Sometimes this style of stateless processing happens naturally; other times implementers deliberately enrich events in advance, to ensure they have all the data they need for the job at hand. But enrichments inevitably mean looking things up, usually in a database.

Stateful stream processing engines, like Kafka’s Streams API, go a step further: they ensure all the data a computation needs is loaded into the API ahead of time, be it events or any tables needed to do lookups or enrichments. In many cases this makes the API, and hence the application, stateful, and if it were restarted for some reason it would need to reacquire that state before it could proceed.

This should seem a bit counterintuitive. Why would you want to make a service stateful? Another way to look at this is as an advanced form of caching that better suits data-intensive workloads. To make this clearer, let’s look at three examples—one that uses database lookups, one that is event-driven but stateless, and one that is event-driven but stateful.

The Event-Driven Approach

Say we have an email service that listens to an event stream of orders and then sends confirmation emails to users once they complete a purchase. This requires information about both the order as well as the associated payment. Such an email service might be created in a number of different ways. Let’s start by assuming it’s a simple event-driven service (i.e., no use of a streaming API, as in Figure 6-1). It might react to order events, then look up the corresponding payment. Or it might do the reverse: reacting to payments, then looking up the corresponding order. Let’s assume the former.

deds 0601
Figure 6-1. A simple event-driven service that looks up the data it needs as it processes messages

So a single event stream is processed, and lookups that pull in any required data are performed inline. The solution suffers from two problems:

  • The constant need to look things up, one message at a time.

* **Actions to take**
a – From the stream processing excerpt, copy word for word the section starting at "The Event-Driven Approach" and ending at "assume the former.".
b – Condense the paragraph of the stream processing excerpt that begins "Stateful stream processing engines, like Kafka's Streams API" into a short bulleted list that keeps its main facts.
c – Summarize the stream processing excerpt in three sentences.
The listing comes from a separate, unrelated source.

* **Given information**
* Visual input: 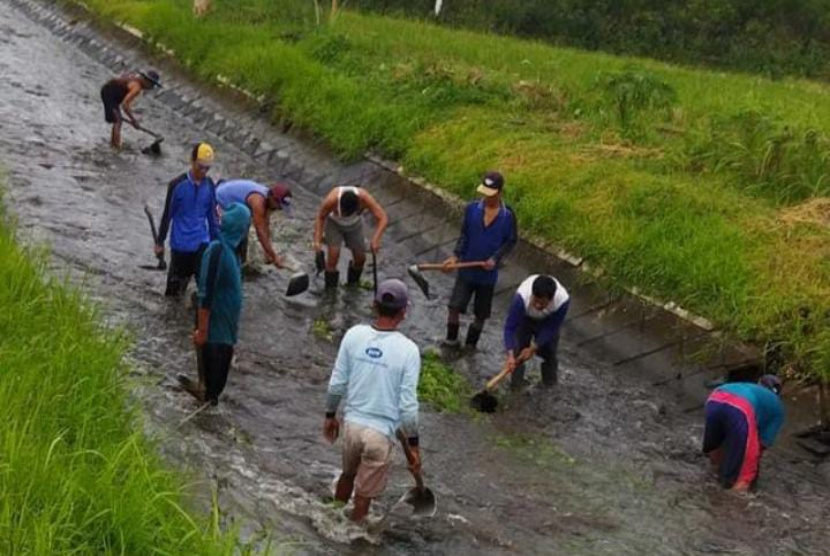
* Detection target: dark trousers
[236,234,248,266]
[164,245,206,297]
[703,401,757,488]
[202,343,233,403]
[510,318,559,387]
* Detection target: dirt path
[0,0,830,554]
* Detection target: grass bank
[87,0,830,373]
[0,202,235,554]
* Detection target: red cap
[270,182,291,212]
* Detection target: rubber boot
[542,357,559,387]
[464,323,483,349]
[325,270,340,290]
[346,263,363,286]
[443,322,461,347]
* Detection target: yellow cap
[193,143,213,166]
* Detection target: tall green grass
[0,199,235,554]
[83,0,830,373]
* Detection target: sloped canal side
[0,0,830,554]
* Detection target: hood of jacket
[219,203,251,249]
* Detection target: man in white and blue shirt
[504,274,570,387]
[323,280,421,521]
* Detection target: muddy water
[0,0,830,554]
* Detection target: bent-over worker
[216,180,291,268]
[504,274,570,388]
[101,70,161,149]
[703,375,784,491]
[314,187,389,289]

* **Per-task outputs**
a –
The Event-Driven Approach

Say we have an email service that listens to an event stream of orders and then sends confirmation emails to users once they complete a purchase. This requires information about both the order as well as the associated payment. Such an email service might be created in a number of different ways. Let’s start by assuming it’s a simple event-driven service (i.e., no use of a streaming API, as in Figure 6-1). It might react to order events, then look up the corresponding payment. Or it might do the reverse: reacting to payments, then looking up the corresponding order. Let’s assume the former.

b –
- Stateful stream processing engines, such as Kafka's Streams API, load all the data a computation needs into the API ahead of time.
- That data can be events or any tables used for lookups or enrichments.
- In many cases this makes the API, and therefore the application, stateful.
- If restarted, it would have to reacquire that state before it could proceed.

c – Stateless processing sometimes enriches events in advance, but enrichment means looking data up, usually in a database. Stateful engines like Kafka's Streams API instead load all needed events and tables ahead of time, which makes the application stateful and can be seen as an advanced form of caching for data-intensive workloads. As an illustration, a simple event-driven email service reacts to order events and looks up the matching payment inline, which suffers from problems such as the constant need to look things up one message at a time.